Your objective - Select each line below that contains the word "yellow" and copy it.

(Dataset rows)
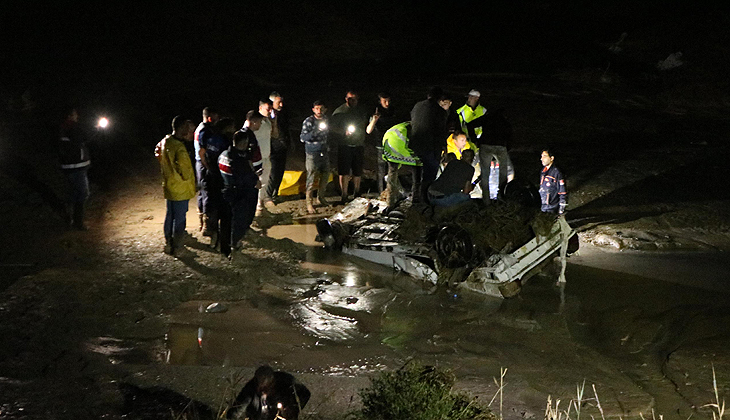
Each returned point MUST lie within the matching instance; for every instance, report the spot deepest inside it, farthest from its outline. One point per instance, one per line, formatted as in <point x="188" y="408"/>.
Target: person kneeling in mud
<point x="270" y="395"/>
<point x="454" y="184"/>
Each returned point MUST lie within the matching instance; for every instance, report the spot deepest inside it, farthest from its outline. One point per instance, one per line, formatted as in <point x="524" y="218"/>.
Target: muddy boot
<point x="310" y="207"/>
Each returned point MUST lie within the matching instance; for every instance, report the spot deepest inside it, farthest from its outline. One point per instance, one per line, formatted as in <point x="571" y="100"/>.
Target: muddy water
<point x="607" y="326"/>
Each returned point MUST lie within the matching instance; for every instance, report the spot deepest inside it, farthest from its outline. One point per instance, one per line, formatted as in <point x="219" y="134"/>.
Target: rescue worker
<point x="75" y="162"/>
<point x="454" y="184"/>
<point x="314" y="136"/>
<point x="270" y="395"/>
<point x="396" y="153"/>
<point x="469" y="112"/>
<point x="279" y="146"/>
<point x="348" y="127"/>
<point x="553" y="195"/>
<point x="428" y="138"/>
<point x="380" y="122"/>
<point x="220" y="141"/>
<point x="203" y="133"/>
<point x="178" y="182"/>
<point x="240" y="184"/>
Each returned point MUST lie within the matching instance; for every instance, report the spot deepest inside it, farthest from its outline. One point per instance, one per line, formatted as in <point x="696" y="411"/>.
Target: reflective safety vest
<point x="466" y="114"/>
<point x="451" y="147"/>
<point x="395" y="146"/>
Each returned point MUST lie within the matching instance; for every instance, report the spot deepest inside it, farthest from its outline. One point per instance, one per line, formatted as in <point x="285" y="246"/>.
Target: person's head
<point x="254" y="119"/>
<point x="318" y="109"/>
<point x="384" y="98"/>
<point x="547" y="157"/>
<point x="449" y="157"/>
<point x="277" y="101"/>
<point x="240" y="140"/>
<point x="467" y="156"/>
<point x="264" y="377"/>
<point x="435" y="93"/>
<point x="459" y="140"/>
<point x="226" y="126"/>
<point x="444" y="101"/>
<point x="472" y="98"/>
<point x="210" y="115"/>
<point x="351" y="98"/>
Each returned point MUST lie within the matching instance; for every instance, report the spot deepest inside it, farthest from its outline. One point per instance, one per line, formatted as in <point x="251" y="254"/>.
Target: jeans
<point x="174" y="226"/>
<point x="202" y="175"/>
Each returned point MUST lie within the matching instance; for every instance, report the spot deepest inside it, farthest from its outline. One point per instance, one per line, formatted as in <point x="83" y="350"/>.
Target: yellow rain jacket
<point x="178" y="178"/>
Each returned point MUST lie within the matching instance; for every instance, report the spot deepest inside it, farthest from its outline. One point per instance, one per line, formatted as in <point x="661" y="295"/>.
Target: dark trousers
<point x="430" y="170"/>
<point x="278" y="165"/>
<point x="243" y="209"/>
<point x="201" y="176"/>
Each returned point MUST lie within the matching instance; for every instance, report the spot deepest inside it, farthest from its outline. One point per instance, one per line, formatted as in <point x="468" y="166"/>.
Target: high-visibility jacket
<point x="178" y="178"/>
<point x="466" y="114"/>
<point x="451" y="147"/>
<point x="395" y="146"/>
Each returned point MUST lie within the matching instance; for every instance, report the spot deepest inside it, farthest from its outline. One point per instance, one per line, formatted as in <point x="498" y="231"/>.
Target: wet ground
<point x="87" y="316"/>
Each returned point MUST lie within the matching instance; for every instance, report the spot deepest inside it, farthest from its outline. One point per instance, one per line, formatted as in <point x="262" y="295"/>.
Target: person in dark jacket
<point x="279" y="146"/>
<point x="75" y="162"/>
<point x="269" y="395"/>
<point x="240" y="186"/>
<point x="428" y="138"/>
<point x="553" y="195"/>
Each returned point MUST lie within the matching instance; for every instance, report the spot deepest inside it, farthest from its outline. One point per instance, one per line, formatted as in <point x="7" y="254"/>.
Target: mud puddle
<point x="351" y="317"/>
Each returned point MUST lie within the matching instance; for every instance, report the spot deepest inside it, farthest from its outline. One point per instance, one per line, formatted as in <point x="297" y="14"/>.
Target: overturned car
<point x="490" y="247"/>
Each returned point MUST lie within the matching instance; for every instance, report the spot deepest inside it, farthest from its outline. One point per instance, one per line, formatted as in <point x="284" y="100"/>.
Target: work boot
<point x="206" y="226"/>
<point x="308" y="200"/>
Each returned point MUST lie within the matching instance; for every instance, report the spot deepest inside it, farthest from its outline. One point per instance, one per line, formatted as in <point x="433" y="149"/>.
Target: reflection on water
<point x="353" y="317"/>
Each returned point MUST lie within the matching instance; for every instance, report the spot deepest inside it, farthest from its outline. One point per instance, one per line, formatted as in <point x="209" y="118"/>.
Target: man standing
<point x="454" y="184"/>
<point x="279" y="146"/>
<point x="380" y="122"/>
<point x="553" y="195"/>
<point x="349" y="125"/>
<point x="314" y="136"/>
<point x="240" y="185"/>
<point x="203" y="133"/>
<point x="75" y="162"/>
<point x="263" y="136"/>
<point x="178" y="182"/>
<point x="428" y="138"/>
<point x="396" y="153"/>
<point x="469" y="112"/>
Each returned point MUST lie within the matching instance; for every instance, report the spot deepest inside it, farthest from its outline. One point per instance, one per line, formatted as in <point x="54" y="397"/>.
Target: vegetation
<point x="418" y="392"/>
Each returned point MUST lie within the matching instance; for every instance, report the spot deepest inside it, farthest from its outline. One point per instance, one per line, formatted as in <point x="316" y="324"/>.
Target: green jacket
<point x="178" y="178"/>
<point x="395" y="146"/>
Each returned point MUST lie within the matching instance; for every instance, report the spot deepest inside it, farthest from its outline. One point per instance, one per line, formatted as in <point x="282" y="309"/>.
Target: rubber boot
<point x="321" y="191"/>
<point x="310" y="207"/>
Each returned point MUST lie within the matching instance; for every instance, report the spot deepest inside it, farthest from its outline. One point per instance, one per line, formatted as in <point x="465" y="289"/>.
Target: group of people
<point x="237" y="173"/>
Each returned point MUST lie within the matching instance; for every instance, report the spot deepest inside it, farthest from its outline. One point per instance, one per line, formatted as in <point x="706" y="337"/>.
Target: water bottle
<point x="493" y="179"/>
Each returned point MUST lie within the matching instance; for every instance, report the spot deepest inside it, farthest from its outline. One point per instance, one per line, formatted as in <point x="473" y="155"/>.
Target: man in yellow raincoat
<point x="178" y="181"/>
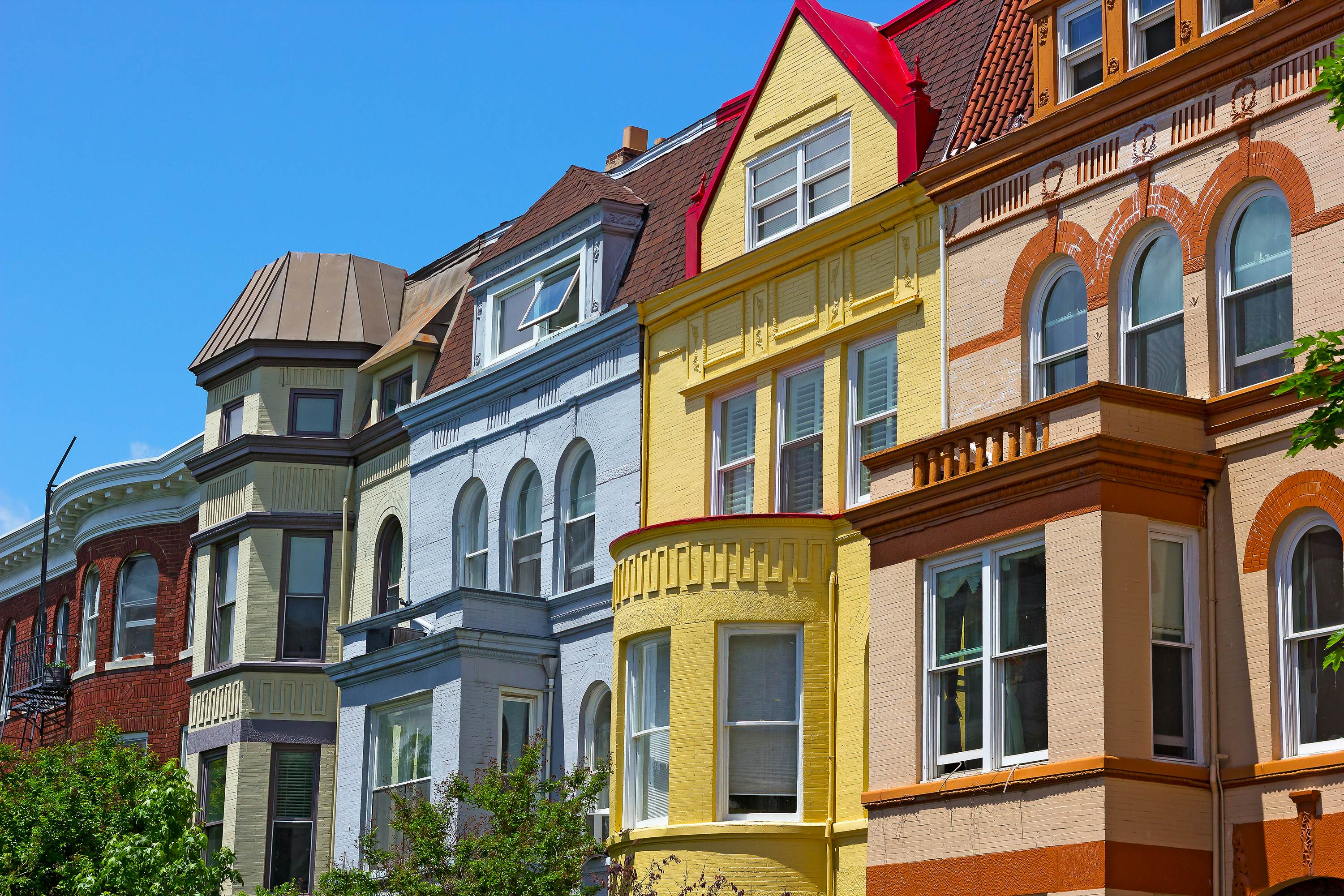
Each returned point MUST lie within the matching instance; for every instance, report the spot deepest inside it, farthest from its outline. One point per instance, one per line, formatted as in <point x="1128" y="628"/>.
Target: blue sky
<point x="154" y="155"/>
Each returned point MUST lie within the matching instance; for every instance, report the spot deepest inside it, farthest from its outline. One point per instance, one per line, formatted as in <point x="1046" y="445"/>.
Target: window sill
<point x="139" y="663"/>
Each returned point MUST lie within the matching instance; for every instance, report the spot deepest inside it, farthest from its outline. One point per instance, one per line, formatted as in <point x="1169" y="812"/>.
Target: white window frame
<point x="1226" y="362"/>
<point x="633" y="671"/>
<point x="1139" y="25"/>
<point x="991" y="751"/>
<point x="855" y="425"/>
<point x="781" y="401"/>
<point x="1211" y="23"/>
<point x="538" y="277"/>
<point x="1194" y="632"/>
<point x="1292" y="534"/>
<point x="802" y="183"/>
<point x="1127" y="297"/>
<point x="722" y="789"/>
<point x="516" y="695"/>
<point x="1072" y="56"/>
<point x="717" y="481"/>
<point x="1037" y="330"/>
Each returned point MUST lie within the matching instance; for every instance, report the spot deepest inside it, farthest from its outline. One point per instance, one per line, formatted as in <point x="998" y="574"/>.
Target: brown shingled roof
<point x="1003" y="86"/>
<point x="573" y="193"/>
<point x="949" y="45"/>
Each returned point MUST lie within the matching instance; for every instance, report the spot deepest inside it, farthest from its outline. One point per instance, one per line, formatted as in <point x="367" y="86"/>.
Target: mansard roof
<point x="311" y="297"/>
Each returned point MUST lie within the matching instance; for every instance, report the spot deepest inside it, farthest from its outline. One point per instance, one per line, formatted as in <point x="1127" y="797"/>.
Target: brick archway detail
<point x="1297" y="492"/>
<point x="1254" y="159"/>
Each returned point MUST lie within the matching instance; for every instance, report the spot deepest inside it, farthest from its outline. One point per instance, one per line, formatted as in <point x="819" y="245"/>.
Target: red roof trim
<point x="876" y="64"/>
<point x="915" y="15"/>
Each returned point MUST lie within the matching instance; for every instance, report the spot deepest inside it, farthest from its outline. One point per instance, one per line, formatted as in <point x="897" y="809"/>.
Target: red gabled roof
<point x="876" y="64"/>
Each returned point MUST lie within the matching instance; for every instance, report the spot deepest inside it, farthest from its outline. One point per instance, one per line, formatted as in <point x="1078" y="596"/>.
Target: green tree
<point x="504" y="832"/>
<point x="101" y="819"/>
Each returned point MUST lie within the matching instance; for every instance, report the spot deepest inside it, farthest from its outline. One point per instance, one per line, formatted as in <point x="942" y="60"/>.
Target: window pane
<point x="737" y="487"/>
<point x="315" y="413"/>
<point x="1318" y="581"/>
<point x="307" y="569"/>
<point x="763" y="677"/>
<point x="960" y="714"/>
<point x="1022" y="600"/>
<point x="304" y="628"/>
<point x="1026" y="723"/>
<point x="1320" y="695"/>
<point x="1065" y="315"/>
<point x="507" y="317"/>
<point x="1172" y="703"/>
<point x="515" y="730"/>
<point x="737" y="429"/>
<point x="764" y="769"/>
<point x="1261" y="244"/>
<point x="402" y="745"/>
<point x="1167" y="582"/>
<point x="1085" y="29"/>
<point x="958" y="614"/>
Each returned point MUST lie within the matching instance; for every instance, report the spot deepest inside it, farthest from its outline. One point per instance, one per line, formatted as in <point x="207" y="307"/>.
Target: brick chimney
<point x="633" y="143"/>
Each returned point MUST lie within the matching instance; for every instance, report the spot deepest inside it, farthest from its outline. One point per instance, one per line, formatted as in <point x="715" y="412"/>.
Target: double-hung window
<point x="293" y="804"/>
<point x="1174" y="622"/>
<point x="761" y="711"/>
<point x="402" y="741"/>
<point x="580" y="523"/>
<point x="1311" y="585"/>
<point x="304" y="597"/>
<point x="1080" y="47"/>
<point x="802" y="403"/>
<point x="1152" y="29"/>
<point x="225" y="604"/>
<point x="89" y="632"/>
<point x="648" y="723"/>
<point x="873" y="398"/>
<point x="395" y="393"/>
<point x="137" y="604"/>
<point x="986" y="636"/>
<point x="545" y="304"/>
<point x="518" y="725"/>
<point x="734" y="453"/>
<point x="779" y="201"/>
<point x="1256" y="281"/>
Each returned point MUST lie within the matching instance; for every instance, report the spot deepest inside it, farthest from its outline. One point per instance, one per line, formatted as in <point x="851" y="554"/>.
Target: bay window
<point x="734" y="453"/>
<point x="986" y="640"/>
<point x="760" y="704"/>
<point x="648" y="723"/>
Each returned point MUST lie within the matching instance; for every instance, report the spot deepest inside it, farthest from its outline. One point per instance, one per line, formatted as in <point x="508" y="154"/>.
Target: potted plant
<point x="57" y="676"/>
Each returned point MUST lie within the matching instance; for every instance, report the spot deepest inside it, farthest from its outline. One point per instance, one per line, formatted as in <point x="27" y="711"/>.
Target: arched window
<point x="597" y="746"/>
<point x="1060" y="332"/>
<point x="137" y="604"/>
<point x="389" y="575"/>
<point x="1311" y="575"/>
<point x="580" y="502"/>
<point x="524" y="532"/>
<point x="1256" y="287"/>
<point x="1152" y="313"/>
<point x="89" y="632"/>
<point x="472" y="544"/>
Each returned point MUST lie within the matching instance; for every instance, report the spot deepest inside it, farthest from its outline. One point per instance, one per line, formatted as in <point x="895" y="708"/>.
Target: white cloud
<point x="13" y="514"/>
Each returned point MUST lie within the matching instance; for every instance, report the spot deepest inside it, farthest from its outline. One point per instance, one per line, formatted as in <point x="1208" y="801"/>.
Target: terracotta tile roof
<point x="951" y="43"/>
<point x="667" y="184"/>
<point x="1003" y="86"/>
<point x="573" y="193"/>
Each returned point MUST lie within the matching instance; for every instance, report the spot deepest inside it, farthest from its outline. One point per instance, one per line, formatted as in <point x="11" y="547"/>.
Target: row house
<point x="1100" y="594"/>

Task solution -
Target: yellow rain jacket
Target: man in yellow raincoat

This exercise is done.